**EXTRACTED MATERIAL**

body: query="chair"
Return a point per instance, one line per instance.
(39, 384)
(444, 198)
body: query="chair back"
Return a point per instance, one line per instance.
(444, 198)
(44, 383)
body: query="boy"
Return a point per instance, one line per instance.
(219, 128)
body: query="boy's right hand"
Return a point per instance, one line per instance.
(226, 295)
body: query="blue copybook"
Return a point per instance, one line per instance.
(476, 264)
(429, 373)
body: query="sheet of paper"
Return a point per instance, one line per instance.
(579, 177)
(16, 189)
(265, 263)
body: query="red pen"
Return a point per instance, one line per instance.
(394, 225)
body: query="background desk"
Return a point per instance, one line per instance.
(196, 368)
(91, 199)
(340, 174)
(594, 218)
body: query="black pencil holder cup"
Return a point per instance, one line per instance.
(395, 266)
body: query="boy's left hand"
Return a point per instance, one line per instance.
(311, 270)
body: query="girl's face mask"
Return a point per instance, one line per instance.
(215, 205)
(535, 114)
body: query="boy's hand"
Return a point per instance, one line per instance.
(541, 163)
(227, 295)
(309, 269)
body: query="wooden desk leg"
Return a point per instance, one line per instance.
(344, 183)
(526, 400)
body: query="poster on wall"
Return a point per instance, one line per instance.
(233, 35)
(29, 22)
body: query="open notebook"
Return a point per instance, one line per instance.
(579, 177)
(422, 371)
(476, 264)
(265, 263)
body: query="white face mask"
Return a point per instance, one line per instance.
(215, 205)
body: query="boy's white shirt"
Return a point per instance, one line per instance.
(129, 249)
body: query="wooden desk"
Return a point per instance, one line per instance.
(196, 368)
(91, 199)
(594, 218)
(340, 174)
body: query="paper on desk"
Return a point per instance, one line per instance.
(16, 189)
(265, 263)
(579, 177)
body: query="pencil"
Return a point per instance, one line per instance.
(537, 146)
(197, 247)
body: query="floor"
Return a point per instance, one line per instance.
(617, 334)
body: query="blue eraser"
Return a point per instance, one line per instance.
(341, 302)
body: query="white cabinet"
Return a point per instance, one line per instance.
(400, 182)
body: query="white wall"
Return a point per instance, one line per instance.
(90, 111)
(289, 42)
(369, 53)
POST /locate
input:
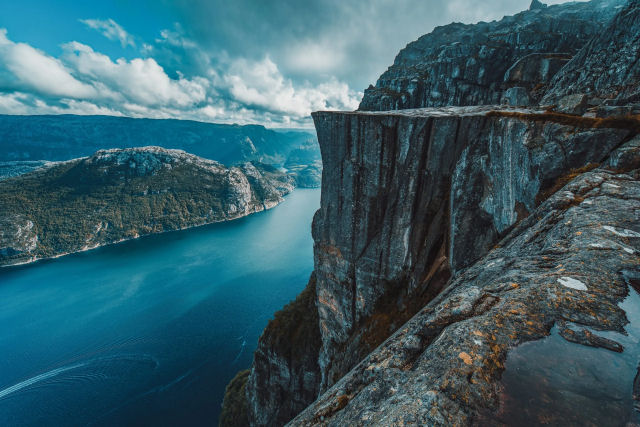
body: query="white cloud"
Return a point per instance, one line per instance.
(30, 69)
(111, 30)
(260, 83)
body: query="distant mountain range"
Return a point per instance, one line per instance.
(64, 137)
(121, 194)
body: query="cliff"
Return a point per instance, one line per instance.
(475, 264)
(121, 194)
(509, 61)
(411, 197)
(564, 277)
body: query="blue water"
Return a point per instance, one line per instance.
(148, 331)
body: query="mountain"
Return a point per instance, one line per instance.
(121, 194)
(474, 264)
(507, 61)
(64, 137)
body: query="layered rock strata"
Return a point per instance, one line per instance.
(566, 273)
(511, 60)
(120, 194)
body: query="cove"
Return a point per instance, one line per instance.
(148, 331)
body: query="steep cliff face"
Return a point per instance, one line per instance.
(510, 61)
(496, 225)
(412, 196)
(565, 277)
(607, 70)
(285, 375)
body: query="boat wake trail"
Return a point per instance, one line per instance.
(55, 372)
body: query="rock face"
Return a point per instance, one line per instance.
(607, 69)
(461, 64)
(120, 194)
(562, 271)
(285, 375)
(504, 236)
(434, 190)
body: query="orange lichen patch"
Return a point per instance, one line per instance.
(468, 360)
(341, 402)
(329, 304)
(562, 181)
(629, 122)
(332, 250)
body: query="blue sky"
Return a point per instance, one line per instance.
(241, 61)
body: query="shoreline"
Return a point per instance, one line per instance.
(265, 207)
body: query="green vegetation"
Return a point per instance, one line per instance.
(235, 408)
(85, 203)
(294, 329)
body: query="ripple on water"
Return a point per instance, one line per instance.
(555, 382)
(119, 372)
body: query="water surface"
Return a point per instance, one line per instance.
(148, 331)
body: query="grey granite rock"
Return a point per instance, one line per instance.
(564, 266)
(461, 64)
(412, 196)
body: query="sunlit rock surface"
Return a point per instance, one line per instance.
(567, 270)
(120, 194)
(460, 64)
(412, 196)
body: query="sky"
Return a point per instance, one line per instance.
(269, 62)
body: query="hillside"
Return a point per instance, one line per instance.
(121, 194)
(65, 137)
(475, 264)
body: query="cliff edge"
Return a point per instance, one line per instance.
(469, 260)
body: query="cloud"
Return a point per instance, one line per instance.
(111, 30)
(26, 68)
(221, 89)
(314, 40)
(260, 84)
(244, 61)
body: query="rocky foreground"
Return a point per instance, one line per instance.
(477, 252)
(121, 194)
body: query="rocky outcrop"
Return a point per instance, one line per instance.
(476, 64)
(513, 233)
(563, 273)
(434, 190)
(607, 70)
(64, 137)
(121, 194)
(285, 375)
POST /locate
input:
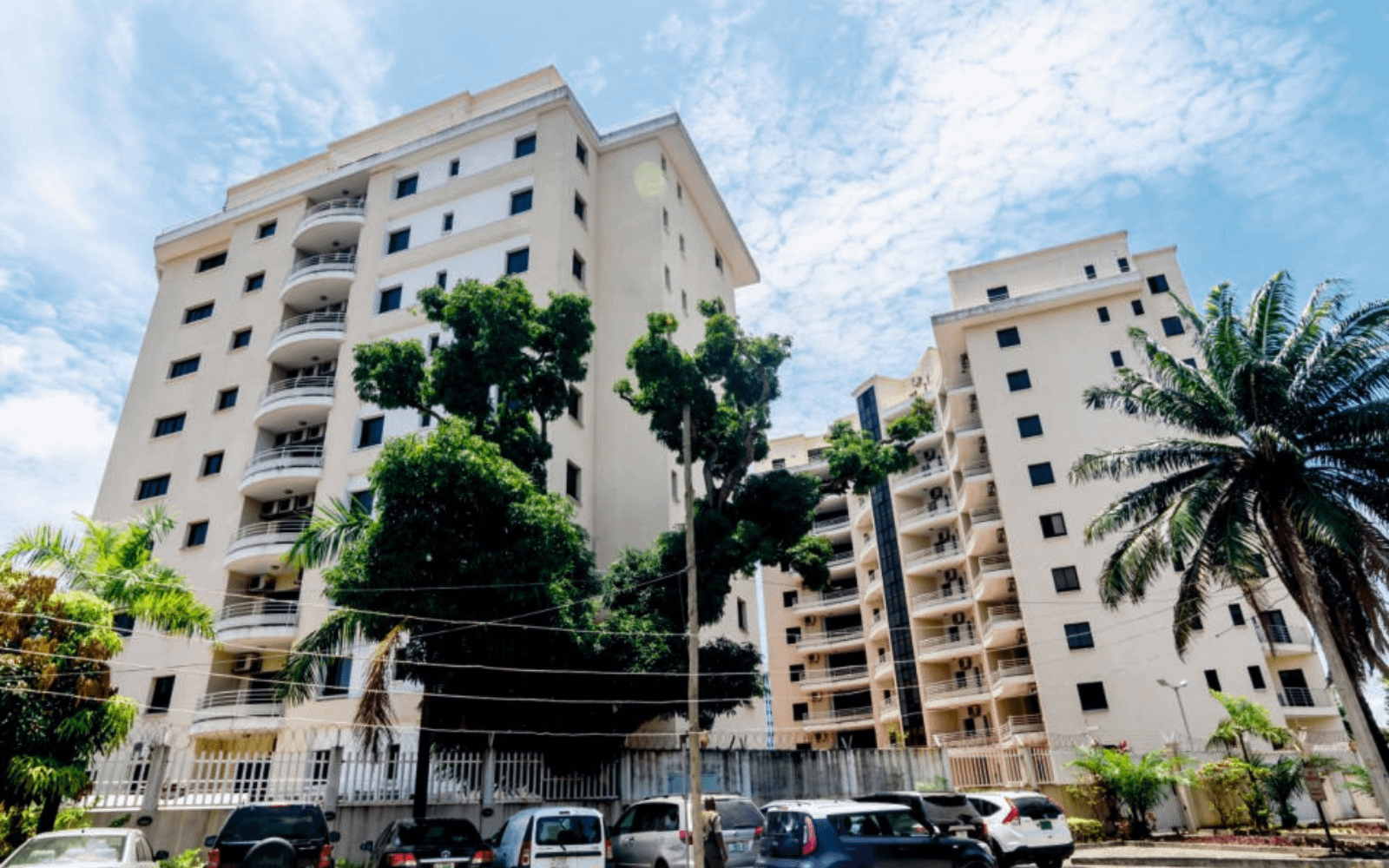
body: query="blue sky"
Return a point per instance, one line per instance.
(865, 148)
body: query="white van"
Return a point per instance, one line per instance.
(553, 838)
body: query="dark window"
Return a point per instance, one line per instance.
(1066, 578)
(161, 694)
(1053, 525)
(155, 486)
(196, 534)
(170, 424)
(372, 432)
(1092, 696)
(201, 312)
(1078, 636)
(1041, 474)
(184, 367)
(208, 263)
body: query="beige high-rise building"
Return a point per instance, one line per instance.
(963, 608)
(242, 411)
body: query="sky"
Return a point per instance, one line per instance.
(865, 149)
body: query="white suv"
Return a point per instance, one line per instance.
(1025, 828)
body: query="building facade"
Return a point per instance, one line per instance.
(242, 411)
(963, 608)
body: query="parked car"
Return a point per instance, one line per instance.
(87, 847)
(826, 833)
(948, 812)
(655, 832)
(1025, 828)
(553, 838)
(291, 835)
(434, 842)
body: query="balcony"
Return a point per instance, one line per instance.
(296, 399)
(245, 710)
(300, 339)
(285, 469)
(259, 620)
(319, 278)
(261, 546)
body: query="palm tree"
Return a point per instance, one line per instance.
(1277, 458)
(115, 562)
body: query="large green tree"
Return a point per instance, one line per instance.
(1277, 457)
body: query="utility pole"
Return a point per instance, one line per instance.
(696, 809)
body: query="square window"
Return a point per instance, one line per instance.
(208, 263)
(1053, 525)
(372, 432)
(184, 367)
(170, 424)
(1092, 696)
(201, 312)
(155, 486)
(1066, 578)
(1078, 636)
(196, 534)
(1041, 474)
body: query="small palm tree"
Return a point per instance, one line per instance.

**SHORT TASK**
How many lines of the material above contain the word "wall", counting only matches with the same case? Reply with the number alone.

**FULL OUTPUT**
2